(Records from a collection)
-- -- --
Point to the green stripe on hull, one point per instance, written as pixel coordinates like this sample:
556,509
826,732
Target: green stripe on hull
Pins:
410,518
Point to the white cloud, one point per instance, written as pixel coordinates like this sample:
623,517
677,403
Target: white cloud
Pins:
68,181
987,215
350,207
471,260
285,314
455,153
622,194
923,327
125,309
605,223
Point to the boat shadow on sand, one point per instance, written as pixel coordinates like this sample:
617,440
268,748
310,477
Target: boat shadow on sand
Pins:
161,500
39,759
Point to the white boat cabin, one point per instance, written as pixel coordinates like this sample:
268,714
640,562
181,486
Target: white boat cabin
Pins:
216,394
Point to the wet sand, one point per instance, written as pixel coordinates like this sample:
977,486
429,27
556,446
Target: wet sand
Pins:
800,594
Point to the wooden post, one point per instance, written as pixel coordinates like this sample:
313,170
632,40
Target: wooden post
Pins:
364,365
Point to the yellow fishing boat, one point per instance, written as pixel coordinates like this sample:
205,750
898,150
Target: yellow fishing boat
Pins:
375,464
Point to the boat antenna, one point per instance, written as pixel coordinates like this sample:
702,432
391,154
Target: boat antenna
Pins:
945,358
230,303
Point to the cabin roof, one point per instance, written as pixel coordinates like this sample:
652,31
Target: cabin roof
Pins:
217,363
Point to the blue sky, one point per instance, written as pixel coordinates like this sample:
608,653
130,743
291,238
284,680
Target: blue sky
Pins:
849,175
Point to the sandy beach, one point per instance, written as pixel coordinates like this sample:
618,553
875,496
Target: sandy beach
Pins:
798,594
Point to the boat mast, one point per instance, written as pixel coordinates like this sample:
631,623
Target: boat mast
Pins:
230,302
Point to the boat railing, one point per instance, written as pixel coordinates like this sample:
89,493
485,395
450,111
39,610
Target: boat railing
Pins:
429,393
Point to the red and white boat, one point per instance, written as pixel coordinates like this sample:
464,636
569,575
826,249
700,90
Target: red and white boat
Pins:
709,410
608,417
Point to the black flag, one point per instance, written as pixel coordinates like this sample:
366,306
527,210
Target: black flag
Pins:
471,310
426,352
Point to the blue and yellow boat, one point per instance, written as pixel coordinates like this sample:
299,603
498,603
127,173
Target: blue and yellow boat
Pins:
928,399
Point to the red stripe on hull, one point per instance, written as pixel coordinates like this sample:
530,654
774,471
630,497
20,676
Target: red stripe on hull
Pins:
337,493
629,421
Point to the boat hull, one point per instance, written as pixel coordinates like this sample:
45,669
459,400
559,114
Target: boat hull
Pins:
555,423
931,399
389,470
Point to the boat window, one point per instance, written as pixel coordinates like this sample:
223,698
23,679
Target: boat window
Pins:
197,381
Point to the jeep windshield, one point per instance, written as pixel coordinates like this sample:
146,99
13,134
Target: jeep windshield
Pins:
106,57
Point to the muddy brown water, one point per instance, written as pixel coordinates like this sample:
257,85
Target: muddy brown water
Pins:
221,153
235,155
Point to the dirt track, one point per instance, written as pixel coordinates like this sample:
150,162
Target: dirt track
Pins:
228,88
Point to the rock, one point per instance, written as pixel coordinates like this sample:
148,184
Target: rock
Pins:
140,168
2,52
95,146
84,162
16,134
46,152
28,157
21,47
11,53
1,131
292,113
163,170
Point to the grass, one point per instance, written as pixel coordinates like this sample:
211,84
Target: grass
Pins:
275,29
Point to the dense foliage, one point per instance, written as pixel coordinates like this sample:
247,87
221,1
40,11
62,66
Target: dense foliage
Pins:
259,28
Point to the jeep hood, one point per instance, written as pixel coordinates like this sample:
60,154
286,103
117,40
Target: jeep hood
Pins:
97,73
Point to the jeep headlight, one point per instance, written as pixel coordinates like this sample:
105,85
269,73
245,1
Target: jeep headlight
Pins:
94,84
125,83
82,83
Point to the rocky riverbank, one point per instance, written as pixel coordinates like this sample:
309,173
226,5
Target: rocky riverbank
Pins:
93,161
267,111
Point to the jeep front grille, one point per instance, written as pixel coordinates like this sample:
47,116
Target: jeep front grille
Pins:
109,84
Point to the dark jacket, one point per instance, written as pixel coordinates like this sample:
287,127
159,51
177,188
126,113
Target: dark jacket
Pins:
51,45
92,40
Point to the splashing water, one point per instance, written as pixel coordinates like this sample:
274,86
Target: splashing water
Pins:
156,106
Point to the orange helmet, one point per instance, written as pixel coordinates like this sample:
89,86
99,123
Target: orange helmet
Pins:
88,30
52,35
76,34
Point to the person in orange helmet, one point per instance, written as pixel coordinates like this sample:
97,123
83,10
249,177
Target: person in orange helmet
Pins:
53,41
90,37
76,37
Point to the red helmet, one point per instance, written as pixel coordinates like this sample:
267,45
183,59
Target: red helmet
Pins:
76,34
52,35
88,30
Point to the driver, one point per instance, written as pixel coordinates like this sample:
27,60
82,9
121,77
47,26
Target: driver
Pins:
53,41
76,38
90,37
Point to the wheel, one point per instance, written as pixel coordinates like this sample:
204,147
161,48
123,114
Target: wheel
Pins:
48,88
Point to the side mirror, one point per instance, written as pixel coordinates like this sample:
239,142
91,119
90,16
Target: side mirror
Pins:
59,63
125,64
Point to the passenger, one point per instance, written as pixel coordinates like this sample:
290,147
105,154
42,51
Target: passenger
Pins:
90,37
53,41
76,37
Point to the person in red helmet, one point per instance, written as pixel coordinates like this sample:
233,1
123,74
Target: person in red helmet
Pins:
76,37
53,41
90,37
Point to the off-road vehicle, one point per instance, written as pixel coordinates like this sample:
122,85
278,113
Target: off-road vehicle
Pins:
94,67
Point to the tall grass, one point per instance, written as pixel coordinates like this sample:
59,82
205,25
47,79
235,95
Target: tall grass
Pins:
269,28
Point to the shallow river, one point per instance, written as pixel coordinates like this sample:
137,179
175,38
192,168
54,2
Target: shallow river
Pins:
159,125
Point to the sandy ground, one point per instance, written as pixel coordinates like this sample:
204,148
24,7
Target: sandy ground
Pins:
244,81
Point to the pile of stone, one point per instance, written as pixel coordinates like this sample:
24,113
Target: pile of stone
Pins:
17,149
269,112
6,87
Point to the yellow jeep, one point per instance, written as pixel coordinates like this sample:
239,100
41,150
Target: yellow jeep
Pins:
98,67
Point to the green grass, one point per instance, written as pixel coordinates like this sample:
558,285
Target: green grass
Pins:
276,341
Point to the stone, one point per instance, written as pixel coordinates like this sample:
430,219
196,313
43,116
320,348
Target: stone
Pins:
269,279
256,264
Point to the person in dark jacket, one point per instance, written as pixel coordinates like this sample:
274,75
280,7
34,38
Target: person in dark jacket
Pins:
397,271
-- -- --
The response should consist of all the entries, set down exactly.

Point to the green stripe on hull, one point per instance, written as pixel coordinates like this sample:
556,509
826,732
Target: green stripe on hull
Pins:
410,518
Point to the white cloud, one point per instance, written as pixel coordinates like this sample:
623,517
677,403
Target: white cloud
Pins:
68,181
987,215
350,207
471,260
285,314
455,153
622,194
923,327
125,309
605,223
Point to the boat shadow on sand, one point per instance, written as pixel coordinates like this sample:
617,440
268,748
310,477
Target: boat shadow on sand
Pins:
161,500
39,759
Point to the white boat cabin, one point per instance, written as pixel coordinates like this sample:
268,714
640,562
181,486
Target: white boat cabin
Pins:
216,394
Point to the wet sand, one point per instance, written as pixel coordinates like this sample:
977,486
429,27
556,446
Target: wet sand
Pins:
800,594
Point to the wooden post, one point per instance, written as pixel coordinates like this sample:
313,170
632,40
Target: wooden post
Pins:
364,365
Point to the yellow fishing boat, one point per instance, written as pixel coordinates like this sample:
205,750
898,150
Target: yellow fishing boat
Pins:
375,464
Point to the boat antenna, one point per instance, written as pixel coordinates like this sample:
702,432
391,154
Target: boat antenna
Pins:
945,358
230,303
Point to the cabin roof, one point per instance, written as pixel coordinates like this sample:
652,31
Target: cabin roof
Pins:
217,363
Point to the blue sky, one point per instance, written as pixel coordinates like this sample:
608,653
130,743
291,238
284,680
Target: blue sky
Pins:
849,175
Point to the sandy beach, one point per instance, written as pixel coordinates like this sample:
618,553
875,496
Target: sandy beach
Pins:
798,594
Point to the boat mast, one point per instance, written as pixel coordinates like this sample:
631,623
Target: boat mast
Pins:
230,302
Point to the boat railing, one point per instance, written as pixel coordinates like this sample:
89,493
485,395
450,111
39,610
Target: boat railing
Pins:
429,393
Point to the red and white boat, one point per instance, written as pixel coordinates like this sample:
464,636
569,575
826,249
700,90
Target: red and white boat
Pins:
709,410
608,417
Point to the black flag, one point per instance, written as pixel coordinates like this sample:
366,306
527,210
Target: black flag
Pins:
471,310
426,352
Point to the blue and yellow boat, one point per instance, written as pixel coordinates like this sample:
299,603
498,603
127,173
Target: blue and yellow boat
Pins:
928,399
Point to the red stripe on hull, one point per instance, written as pixel coordinates like this sample:
530,654
774,471
630,497
20,676
Target: red stripe on hull
Pins:
337,493
629,421
Point to the boat hull, one point per instance, written as pixel coordinates like this sample:
45,669
459,400
559,114
Target: boat hull
Pins:
555,423
931,399
389,470
Point to the boat window, one point per instance, written as pixel coordinates like this sample:
223,698
23,679
Target: boat window
Pins:
197,381
Point to the jeep windshield, one point per instance, written as pixel coordinates like this sample:
146,99
13,134
Target: jeep windshield
Pins:
106,57
Point to the muddy brown water, one point per instance, written as pixel coordinates like this sample:
257,85
Target: muddy brown water
Pins:
221,153
235,155
Point to the dirt track, one point per instance, written as pixel coordinates like this sample:
150,162
Target: dirt track
Pins:
228,88
Point to the rock, one point per instance, written as pixel coordinates like this sample:
148,184
Target: rock
Pins:
140,168
2,52
95,146
84,162
16,134
46,152
28,157
21,47
11,53
1,131
292,113
163,170
Point to the grass, one point per instance, written as pixel coordinates like this sample:
211,84
Target: grass
Pins:
275,29
Point to the dense foliage, one point per instance, written as pixel coordinates like this sample:
247,87
221,1
40,11
62,66
Target: dense foliage
Pins:
259,28
Point to the jeep hood, one point per instance, written as pixel coordinates like this sample:
60,154
286,103
117,40
Target: jeep hood
Pins:
97,73
Point to the jeep headlight, one point per instance, written as pixel coordinates like this sample:
105,85
269,73
245,1
Target: jeep headlight
Pins:
94,84
125,83
82,83
Point to the rocky riverbank, one point per instance, written as pixel coordinates like this sample:
309,173
226,5
Target: rocky riverbank
Pins:
93,161
267,111
Point to the jeep front grille, one point per instance, written as pixel coordinates like this sample:
47,116
Target: jeep front grille
Pins:
109,84
Point to the dark jacket, one point per instance, written as pixel coordinates like this sample:
287,127
159,51
177,188
126,113
Target: dark jacket
Pins:
51,45
92,40
Point to the splashing water, one point per instance, written as pixel coordinates like this sample:
274,86
Target: splashing water
Pins:
156,106
Point to the orange helmet, one point per instance, written as pixel coordinates like this sample:
89,86
99,123
Target: orange helmet
Pins:
88,30
52,35
76,34
Point to the person in orange helmet, one point per instance, written as pixel coordinates like this sample:
97,123
83,10
249,177
Target: person in orange helmet
Pins:
53,41
90,37
76,37
Point to the red helmet, one point per instance, written as pixel coordinates like this sample:
267,45
183,59
Target: red helmet
Pins:
76,34
52,35
88,30
Point to the driver, one point per instance, written as pixel coordinates like this sample:
27,60
82,9
121,77
47,26
Target: driver
Pins:
53,41
76,38
90,37
Point to the wheel, one point per instance, written as pixel coordinates like this sample:
204,147
161,48
123,114
Target: wheel
Pins:
48,88
Point to the side mirror, one point per instance, written as pixel coordinates like this sample:
239,142
91,119
90,16
Target: side mirror
Pins:
59,63
125,64
Point to the passenger, one point per instance, written as pixel coordinates like this sample:
290,147
105,154
42,51
Target: passenger
Pins:
90,37
53,41
76,37
Point to the person in red helmet, one point per instance, written as pixel coordinates like this sample:
233,1
123,74
Target: person in red helmet
Pins:
76,37
53,41
90,37
Point to the off-road vehicle, one point per instance, written as pixel coordinates like this sample:
122,85
278,113
Target: off-road vehicle
Pins:
94,67
Point to the tall grass, one point per instance, written as pixel coordinates like this sample:
59,82
205,25
47,79
235,95
Target: tall grass
Pins:
269,28
Point to the shallow river, one point per instance, written as pixel coordinates like this sample:
137,179
175,38
192,168
54,2
Target: shallow river
Pins:
159,125
Point to the sandy ground, one point per instance, written as pixel coordinates like this sample:
204,148
24,7
Target: sandy ground
Pins:
244,81
Point to the pile of stone, one point per instance, written as pixel coordinates like this sample:
24,113
Target: pile of stone
Pins:
17,149
269,112
6,87
Point to the yellow jeep, one point per instance, written as pixel coordinates like this sample:
239,100
41,150
Target: yellow jeep
Pins:
98,67
Point to the green grass, one point per instance, written as pixel coordinates like this sample:
558,285
Target: green grass
Pins:
276,341
Point to the stone, one point per instance, written as pixel coordinates like this sample:
430,219
196,313
43,116
320,348
Target: stone
Pins:
269,279
256,264
Point to the person in dark jacket, one point per instance, written as pixel coordinates like this sample:
274,75
280,7
34,38
Target: person in dark jacket
Pins:
397,271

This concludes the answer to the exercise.